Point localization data
※

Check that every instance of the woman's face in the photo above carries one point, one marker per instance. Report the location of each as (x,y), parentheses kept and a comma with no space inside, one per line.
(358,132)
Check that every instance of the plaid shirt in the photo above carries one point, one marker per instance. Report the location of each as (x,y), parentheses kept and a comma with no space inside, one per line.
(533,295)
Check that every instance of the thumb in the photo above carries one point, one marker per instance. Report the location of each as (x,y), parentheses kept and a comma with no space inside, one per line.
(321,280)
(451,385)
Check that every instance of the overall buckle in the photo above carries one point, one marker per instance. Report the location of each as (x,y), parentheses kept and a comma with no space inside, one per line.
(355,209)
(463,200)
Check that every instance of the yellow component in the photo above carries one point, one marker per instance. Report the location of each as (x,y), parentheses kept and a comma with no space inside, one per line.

※

> [Task details]: Make sure that every entry above is copied out exactly as it stands.

> [Answer]:
Check that every instance of the woman's face in the photo above carries one point, one marker per instance. Report the location of each as (x,y), parentheses kept and a comma with no space inside, one per line.
(358,132)
Check that every instance of the plaid shirt in the photo above carries one point, one marker per instance. Report the location of each as (x,y), parentheses kept and a comma with no space inside, one per line.
(533,295)
Check that every instance of the thumb in the photo above carries one point, one marker per instance. Report the location of each as (x,y), parentheses kept and a comma with no space inside, one per line.
(321,280)
(451,385)
Check that every instance of the overall buckle in the photo above carries one point, one marker per instance. Report the location of each as (x,y), parentheses kept and a comma with no space inside, one per line.
(355,209)
(463,200)
Check that every instance of the yellow component in the photo above carries one point, one marker per instance. Report the location of each as (x,y), parentheses kept and a comma with no space inside, one per line.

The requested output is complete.